◆ INPUT FOR THIS TASK
+-------+

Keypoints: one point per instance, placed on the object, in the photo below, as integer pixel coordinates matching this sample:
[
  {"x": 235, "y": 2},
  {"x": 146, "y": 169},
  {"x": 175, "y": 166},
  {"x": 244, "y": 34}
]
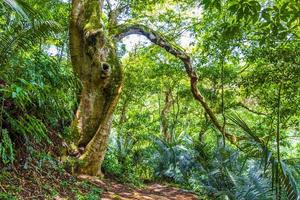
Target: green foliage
[{"x": 6, "y": 147}]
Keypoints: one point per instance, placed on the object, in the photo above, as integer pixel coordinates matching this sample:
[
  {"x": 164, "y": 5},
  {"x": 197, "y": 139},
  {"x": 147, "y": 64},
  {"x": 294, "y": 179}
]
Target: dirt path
[{"x": 117, "y": 191}]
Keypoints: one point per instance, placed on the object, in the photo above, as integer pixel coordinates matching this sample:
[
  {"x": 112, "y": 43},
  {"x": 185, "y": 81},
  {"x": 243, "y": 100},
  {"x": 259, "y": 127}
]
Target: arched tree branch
[{"x": 158, "y": 39}]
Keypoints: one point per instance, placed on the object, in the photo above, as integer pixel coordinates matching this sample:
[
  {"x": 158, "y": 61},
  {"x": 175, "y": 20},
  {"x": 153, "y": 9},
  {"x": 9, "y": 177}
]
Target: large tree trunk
[{"x": 94, "y": 60}]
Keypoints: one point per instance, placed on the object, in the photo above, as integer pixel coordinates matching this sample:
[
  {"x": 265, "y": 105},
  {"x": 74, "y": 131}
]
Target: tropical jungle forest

+-------+

Reproduce every entry above word for word, leaving out the pictures.

◆ EXERCISE RESPONSE
Keypoints: one point per instance, placed on the object, in the photo below, as integer pixel coordinates matching this sample:
[
  {"x": 235, "y": 2},
  {"x": 146, "y": 169},
  {"x": 175, "y": 166},
  {"x": 244, "y": 34}
]
Target: green foliage
[{"x": 6, "y": 147}]
Keypoints: one point per instance, placed on the object, in the photo above, as integer pixel coordinates matching this sample:
[
  {"x": 164, "y": 5},
  {"x": 197, "y": 139},
  {"x": 147, "y": 64},
  {"x": 294, "y": 179}
]
Target: dirt path
[{"x": 117, "y": 191}]
Keypoints: one point per instance, placed on the object, in the photo above, as integer pixel coordinates matching this sample:
[
  {"x": 112, "y": 43},
  {"x": 185, "y": 81},
  {"x": 243, "y": 100},
  {"x": 259, "y": 127}
]
Target: arched tree branch
[{"x": 158, "y": 39}]
Keypoints: one point per instance, placed on the object, in the photo above, as integer pixel coordinates matching this sample:
[
  {"x": 158, "y": 61},
  {"x": 175, "y": 20},
  {"x": 153, "y": 9},
  {"x": 9, "y": 177}
]
Target: large tree trunk
[{"x": 94, "y": 60}]
Keypoints: one point per instance, placed on the object, in the photo above, as integer pixel coordinates matching this sample:
[
  {"x": 265, "y": 105},
  {"x": 74, "y": 131}
]
Target: tropical jungle forest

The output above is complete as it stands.